- [PROVIDED TEXT]:
§ §

An Introduction to Hinduism

This book provides a much-needed thematic and historical introduction to Hinduism, the religion of the majority of people in India. Dr. Flood traces the development of Hindu traditions from ancient origins and the major deities to the modern world. Hinduism as both a global religion and a form of nationalism are discussed. Emphasis is given to the tantric traditions, which have been so influential; to Hindu ritual, more fundamental than belief or doctrine; and to Dravidian influences. It introduces some debates within contemporary scholarship.

Academically solid and once widely used, this book is in need of a new edition.


Studying Hinduism in Practice

Drawing on personal experiences of Hinduism on the ground, this book provides a reflective context within which religious practices can be understood and appreciated. It conveys the rich realities of the Hindu tradition and the academic approaches through which they are studied. The chapters cover a wide range of topics, including dance, music, performance, festival traditions, temples, myth, philosophy, women’s practices, and divine possession. The engaging narratives are accompanied by contextual discussions and advice on such topics as conducting fieldwork, colonialism, Hindu seasonal celebrations, understanding deities, and aesthetics in Hinduism. All the entries are accompanied by photographs and suggestions for further reading.

This is an excellent complement to any of the aforementioned textbooks on Hinduism, and best utilized in a semester-long course.

§ §

- [PROVIDED RECORDS]:
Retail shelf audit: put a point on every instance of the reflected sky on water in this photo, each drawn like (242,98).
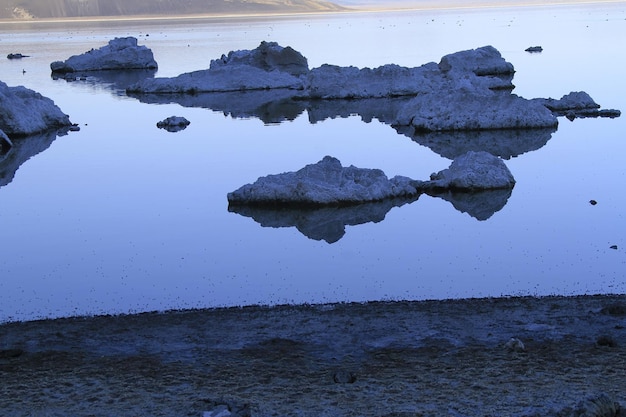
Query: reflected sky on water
(123,216)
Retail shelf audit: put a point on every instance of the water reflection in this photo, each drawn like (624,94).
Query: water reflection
(22,149)
(326,223)
(480,205)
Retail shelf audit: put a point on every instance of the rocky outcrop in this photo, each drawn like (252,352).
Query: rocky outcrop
(22,149)
(25,112)
(5,144)
(504,143)
(335,82)
(118,54)
(173,124)
(269,66)
(466,90)
(327,183)
(473,171)
(468,109)
(577,104)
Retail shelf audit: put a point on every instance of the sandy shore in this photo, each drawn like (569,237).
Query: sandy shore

§ §

- [EXERCISE REQUIREMENTS]:
A. From the Hinduism book descriptions, print the stretch from "This book provides a much-needed" through "a new edition.".
B. According to the Hinduism book descriptions, in what kind of course is Studying Hinduism in Practice best used?
C. In the Hinduism book descriptions, list the topics on which Studying Hinduism in Practice offers contextual discussions and advice alongside its narratives.

- [PROBLEM SOLUTIONS]:
A.
This book provides a much-needed thematic and historical introduction to Hinduism, the religion of the majority of people in India. Dr. Flood traces the development of Hindu traditions from ancient origins and the major deities to the modern world. Hinduism as both a global religion and a form of nationalism are discussed. Emphasis is given to the tantric traditions, which have been so influential; to Hindu ritual, more fundamental than belief or doctrine; and to Dravidian influences. It introduces some debates within contemporary scholarship.

Academically solid and once widely used, this book is in need of a new edition.

B. A semester-long course.

C.
- Conducting fieldwork
- Colonialism
- Hindu seasonal celebrations
- Understanding deities
- Aesthetics in Hinduism